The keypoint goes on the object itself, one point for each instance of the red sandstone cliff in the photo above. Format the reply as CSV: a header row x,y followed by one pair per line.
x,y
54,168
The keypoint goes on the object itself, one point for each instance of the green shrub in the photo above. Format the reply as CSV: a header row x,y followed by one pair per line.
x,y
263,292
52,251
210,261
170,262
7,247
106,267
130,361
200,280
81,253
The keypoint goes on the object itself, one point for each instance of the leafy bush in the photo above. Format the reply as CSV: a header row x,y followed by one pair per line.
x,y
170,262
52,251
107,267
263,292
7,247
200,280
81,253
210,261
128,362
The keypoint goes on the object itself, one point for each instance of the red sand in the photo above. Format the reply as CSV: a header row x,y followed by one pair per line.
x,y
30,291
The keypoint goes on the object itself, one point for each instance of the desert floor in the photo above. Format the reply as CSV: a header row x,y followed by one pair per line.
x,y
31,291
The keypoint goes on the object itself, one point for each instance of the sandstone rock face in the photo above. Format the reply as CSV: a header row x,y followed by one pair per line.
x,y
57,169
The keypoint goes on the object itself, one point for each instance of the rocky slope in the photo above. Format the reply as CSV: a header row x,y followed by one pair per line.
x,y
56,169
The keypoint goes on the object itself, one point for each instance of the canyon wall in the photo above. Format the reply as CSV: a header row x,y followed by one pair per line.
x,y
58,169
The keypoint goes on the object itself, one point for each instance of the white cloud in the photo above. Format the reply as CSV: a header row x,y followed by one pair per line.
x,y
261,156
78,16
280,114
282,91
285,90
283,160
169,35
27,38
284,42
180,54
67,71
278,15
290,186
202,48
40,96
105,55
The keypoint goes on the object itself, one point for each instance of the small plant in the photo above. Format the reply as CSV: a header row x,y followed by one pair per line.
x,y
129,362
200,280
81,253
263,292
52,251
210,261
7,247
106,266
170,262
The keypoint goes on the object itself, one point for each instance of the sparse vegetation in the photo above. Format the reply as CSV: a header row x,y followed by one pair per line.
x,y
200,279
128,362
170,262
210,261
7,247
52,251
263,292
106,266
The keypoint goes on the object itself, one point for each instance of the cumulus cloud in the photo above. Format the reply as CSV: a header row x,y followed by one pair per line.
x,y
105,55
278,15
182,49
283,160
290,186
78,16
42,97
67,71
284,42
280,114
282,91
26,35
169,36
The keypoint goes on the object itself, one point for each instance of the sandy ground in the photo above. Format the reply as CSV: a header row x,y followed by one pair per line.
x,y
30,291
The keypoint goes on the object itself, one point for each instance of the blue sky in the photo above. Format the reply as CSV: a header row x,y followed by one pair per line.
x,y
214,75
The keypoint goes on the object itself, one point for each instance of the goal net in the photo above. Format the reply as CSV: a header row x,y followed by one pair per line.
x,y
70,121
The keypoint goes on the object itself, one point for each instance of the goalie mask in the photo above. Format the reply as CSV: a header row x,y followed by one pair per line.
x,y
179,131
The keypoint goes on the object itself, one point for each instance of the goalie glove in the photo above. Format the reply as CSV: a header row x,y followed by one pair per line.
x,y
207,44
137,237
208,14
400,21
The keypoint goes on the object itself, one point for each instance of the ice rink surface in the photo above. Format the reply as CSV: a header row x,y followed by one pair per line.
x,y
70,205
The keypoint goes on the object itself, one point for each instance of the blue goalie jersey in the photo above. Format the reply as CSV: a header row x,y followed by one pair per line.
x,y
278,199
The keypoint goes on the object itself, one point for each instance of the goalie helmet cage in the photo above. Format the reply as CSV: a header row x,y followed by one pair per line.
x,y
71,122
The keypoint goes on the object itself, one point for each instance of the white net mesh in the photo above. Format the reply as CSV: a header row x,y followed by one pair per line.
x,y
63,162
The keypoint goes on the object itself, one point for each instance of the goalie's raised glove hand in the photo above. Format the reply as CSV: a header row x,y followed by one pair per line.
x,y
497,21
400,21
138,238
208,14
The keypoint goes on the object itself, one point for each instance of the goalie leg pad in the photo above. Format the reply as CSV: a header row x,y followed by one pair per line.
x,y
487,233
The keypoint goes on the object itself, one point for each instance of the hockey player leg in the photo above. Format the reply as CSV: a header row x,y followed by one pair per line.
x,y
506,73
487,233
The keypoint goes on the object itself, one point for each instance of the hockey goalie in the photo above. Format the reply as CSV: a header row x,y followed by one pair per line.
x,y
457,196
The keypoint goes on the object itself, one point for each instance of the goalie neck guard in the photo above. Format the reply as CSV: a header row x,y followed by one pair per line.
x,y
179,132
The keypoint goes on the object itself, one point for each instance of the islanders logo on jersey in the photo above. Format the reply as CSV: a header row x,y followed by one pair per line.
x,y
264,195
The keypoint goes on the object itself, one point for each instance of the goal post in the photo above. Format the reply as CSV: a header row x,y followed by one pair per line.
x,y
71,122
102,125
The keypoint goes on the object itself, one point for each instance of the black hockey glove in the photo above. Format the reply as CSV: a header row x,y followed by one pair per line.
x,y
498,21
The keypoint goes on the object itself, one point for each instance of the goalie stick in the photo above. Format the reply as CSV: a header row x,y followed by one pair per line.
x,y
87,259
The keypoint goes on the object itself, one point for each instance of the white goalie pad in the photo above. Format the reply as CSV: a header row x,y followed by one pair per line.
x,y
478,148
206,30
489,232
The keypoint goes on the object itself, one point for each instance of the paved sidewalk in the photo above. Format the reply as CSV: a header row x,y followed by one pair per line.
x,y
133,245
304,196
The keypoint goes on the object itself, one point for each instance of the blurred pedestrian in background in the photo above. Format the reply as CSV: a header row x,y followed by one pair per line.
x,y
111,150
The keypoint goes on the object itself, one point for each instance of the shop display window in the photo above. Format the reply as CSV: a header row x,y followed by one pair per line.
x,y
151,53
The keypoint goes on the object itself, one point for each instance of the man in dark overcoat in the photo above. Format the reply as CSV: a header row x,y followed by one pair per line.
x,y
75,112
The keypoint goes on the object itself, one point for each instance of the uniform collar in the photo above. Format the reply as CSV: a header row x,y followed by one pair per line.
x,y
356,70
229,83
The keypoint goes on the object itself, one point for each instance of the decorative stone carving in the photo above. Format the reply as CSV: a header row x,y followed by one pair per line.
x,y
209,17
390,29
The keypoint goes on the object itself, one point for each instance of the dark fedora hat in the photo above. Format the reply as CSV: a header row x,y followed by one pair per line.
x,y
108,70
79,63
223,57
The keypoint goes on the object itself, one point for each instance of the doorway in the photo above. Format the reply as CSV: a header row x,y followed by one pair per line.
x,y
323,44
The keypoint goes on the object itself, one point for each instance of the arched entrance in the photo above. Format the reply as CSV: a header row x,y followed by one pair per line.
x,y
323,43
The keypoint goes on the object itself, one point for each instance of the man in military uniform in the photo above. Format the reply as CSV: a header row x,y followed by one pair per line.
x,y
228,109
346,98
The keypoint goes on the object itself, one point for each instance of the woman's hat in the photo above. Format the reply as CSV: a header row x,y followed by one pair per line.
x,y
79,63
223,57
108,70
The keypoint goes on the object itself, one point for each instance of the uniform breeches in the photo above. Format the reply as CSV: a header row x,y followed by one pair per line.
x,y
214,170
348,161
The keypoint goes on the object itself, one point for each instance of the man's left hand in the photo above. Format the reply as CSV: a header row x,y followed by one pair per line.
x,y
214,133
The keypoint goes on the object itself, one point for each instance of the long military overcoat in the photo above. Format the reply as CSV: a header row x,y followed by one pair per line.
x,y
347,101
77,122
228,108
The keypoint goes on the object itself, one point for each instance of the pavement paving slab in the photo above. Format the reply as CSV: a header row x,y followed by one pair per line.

════════════════════

Stated problem:
Copy all of the records above again, substituting "marker" for every occurrence of "keypoint" and keeping everything else the same.

Response below:
The marker goes on the object itself, one point for each instance of the red sandstone cliff in the photo above. Format the reply as CSV: a header row x,y followed by one pair per line.
x,y
54,168
The marker goes on the object itself, one point for each instance of the green shrub in the photo above. Format the reply as CSV: a header row x,y followed by one pair per line.
x,y
263,292
52,251
210,261
170,262
7,247
106,267
130,361
200,280
81,253
The marker goes on the object itself, one point for each instance of the leafy bush in the photo above. Format the reply as CSV: a header row x,y followed by one pair per line.
x,y
170,262
52,251
107,267
263,292
7,247
200,280
81,253
210,261
128,362
The marker goes on the object itself, one point for each instance of the red sand in the photo above. Format the reply as CSV: a header row x,y followed by one pair per line.
x,y
30,291
The marker goes on the object itself, one point for each instance of the desert floor in the photo above. Format the reply as CSV: a header row x,y followed by one pair per line.
x,y
31,291
The marker goes on the object itself, one point for each instance of the sandstone rock face in the photo above. Format the reply as CSV: a header row x,y followed by one pair per line.
x,y
57,169
The marker goes on the object itself, one point for each instance of the rocky slope in the photo above. Format the reply as CSV: a header row x,y followed by one pair per line.
x,y
56,169
The marker goes on the object itself, one point for each instance of the canyon wall in the photo above. Format the reply as CSV: a header row x,y followed by one pair per line.
x,y
58,169
The marker goes on the object itself, one point for each instance of the white cloud in the photo above. Format the reply as CSV: a header row x,y followed by one pair per line.
x,y
261,156
78,16
280,114
282,91
285,90
283,160
169,35
27,38
284,42
180,54
67,71
278,15
290,186
202,48
40,96
105,55
The marker goes on the object itself, one point for each instance of the small plant in the photo above. Format the reply as CSV: a header row x,y followed by one pair per line.
x,y
129,362
200,280
81,253
263,292
52,251
210,261
7,247
106,266
170,262
The marker goes on the object itself, one point for each instance of the sparse vegetation in the photo above. Format the reply as CSV: a header row x,y followed by one pair per line.
x,y
200,279
128,362
170,262
210,261
7,247
52,251
263,292
106,266
The marker goes on the object itself, one point for each instance of the cumulus cloud in the photo above. Format the reply as CSV: a header row x,y followed by one pair per line.
x,y
105,55
278,15
182,49
283,160
290,186
78,16
42,97
67,71
284,42
280,114
282,91
26,35
169,36
The marker goes on the object itself, one point for each instance of the sandy ground in the photo above. Format the reply as CSV: a header row x,y followed by one pair per line.
x,y
30,291
The marker goes on the object itself, one point for each instance of the blue sky in the photo above. Format the reply as CSV: a header row x,y followed by one pair per line.
x,y
214,75
The marker goes on the object itself, one point for each instance of the goal net in the photo above. Format the reply as CSV: a header row x,y followed by one pair per line.
x,y
70,121
The marker goes on the object itself, one point for each instance of the goalie mask in the photo above. Format the reply as CSV: a header row x,y followed by one pair per line.
x,y
179,131
The marker goes on the object itself, one point for each instance of the goalie glove in the photo above. Format the reply as CSV: a header row x,y followed by one pair per line.
x,y
207,44
137,237
208,14
400,21
The marker goes on the object itself, one point for each instance of the ice rink surface in the photo above. Format the reply as CSV: a header row x,y followed by one pair per line.
x,y
70,205
The marker goes on the object itself, one point for each instance of the blue goalie jersey in the photo above. Format the reply as CSV: a header row x,y followed by one pair per line.
x,y
278,199
The marker goes on the object itself, one point for each instance of the goalie helmet cage in the photo above. Format the reply as CSV: a header row x,y followed by one pair per line.
x,y
71,122
The marker goes on the object itself, one point for each instance of the white net mesh in the photo above. Format the reply as CSV: a header row x,y followed by one pair per line.
x,y
63,162
The marker goes on the object itself, one point for each instance of the goalie's raised glove hand in the photo above. Format the reply as CSV: a header row x,y followed by one pair per line.
x,y
497,21
400,21
138,238
208,14
The marker goes on the object itself, one point for each instance of the goalie leg pad in the photo above. Format the reply as CSV: a header row x,y followed by one pair per line.
x,y
487,233
The marker goes on the object itself, one point for each instance of the hockey player leg in the photo above. Format the reply as CSV: a header row x,y followed by one pair per line.
x,y
506,73
487,233
The marker goes on the object itself, one point for each instance of the hockey goalie in the photo above. Format the reply as CSV: a header row x,y followed by one pair per line.
x,y
457,196
The marker goes on the object itself, one point for each instance of the goalie neck guard in the photo above. Format the reply as CSV: a header row x,y followed by one pair per line.
x,y
179,132
The marker goes on the object itself, one point for each instance of the islanders logo on jersey in the photo above. Format the reply as CSV: a header row x,y followed by one pair per line.
x,y
264,195
The marker goes on the object itself, one point for each instance of the goal post in the photo above. Format the reply as CSV: a header row x,y followed by one pair per line.
x,y
71,122
102,125
The marker goes on the object itself, one point for each instance of the black hockey glove in the photo above. Format the reply as CSV: a header row x,y followed by one pair per line.
x,y
498,21
The marker goes on the object itself, one point for each instance of the goalie stick in the photo above. Format the reply as CSV: a header row x,y followed by one pair per line.
x,y
87,259
The marker goes on the object itself, one point for each instance of the white goalie pad in the photo above. Format the reply as CSV: a header row x,y followed by one pair per line.
x,y
478,148
206,30
489,232
The marker goes on the object itself, one point for each instance of the paved sidewalk in the photo above. Format the reply as CSV: a header row x,y followed by one pair per line.
x,y
133,245
304,196
The marker goes on the object itself, one point for each instance of the blurred pedestrian in background in the photo above. Format the reply as CSV: a header row x,y followed by one pair per line.
x,y
111,150
The marker goes on the object itself, one point for each instance of the shop display window in the photo above. Format the reply as CSV: a header row x,y followed by one pair per line.
x,y
151,53
The marker goes on the object itself, one point for each instance of the man in dark overcoat in the photo above. Format the reply as CSV: a header row x,y followed by one pair per line.
x,y
75,112
The marker goes on the object itself, one point for each instance of the uniform collar in the photo above. Format the reply as CSV: a header row x,y followed by one pair per line.
x,y
356,70
229,83
The marker goes on the object itself, one point for each instance of the decorative stone carving in the photo above. Format the reply as CSV: a header row x,y followed by one pair per line.
x,y
209,17
390,29
The marker goes on the object itself, one point for each instance of the dark fedora hat in the photo above. Format the reply as CSV: a header row x,y followed by one pair per line.
x,y
108,70
79,63
223,57
The marker goes on the object itself, one point for each instance of the doorway in the photo above. Format the reply as CSV: a header row x,y followed by one pair per line.
x,y
323,44
The marker goes on the object itself, one point for each instance of the arched entrance in the photo above. Format the reply as CSV: a header row x,y followed by one pair per line.
x,y
323,43
The marker goes on the object itself, one point for each instance of the man in military uniform in the photo above. Format the reply as CSV: a header row x,y followed by one pair per line.
x,y
228,109
346,98
The marker goes on the object itself, one point for each instance of the woman's hat in the photo above. Format the reply as CSV: a header row x,y followed by one pair per line.
x,y
79,63
223,57
108,70
The marker goes on the object itself, one point for each instance of the uniform breeches in the photo above. Format the reply as CSV: a header row x,y followed by one pair per line.
x,y
214,170
348,161
The marker goes on the object itself, one point for each instance of the man's left hand in the photo above. Format the reply as CSV: a header row x,y followed by one pair per line.
x,y
214,133
The marker goes on the object itself, one point for each instance of the long military overcoat in the photo above. Format the reply as CSV: a header row x,y followed by one pair per line.
x,y
347,101
77,122
228,108
The marker goes on the object itself, one point for each instance of the pavement paving slab in the photo above. Format the reply as CSV: a header row x,y followed by one pair per line.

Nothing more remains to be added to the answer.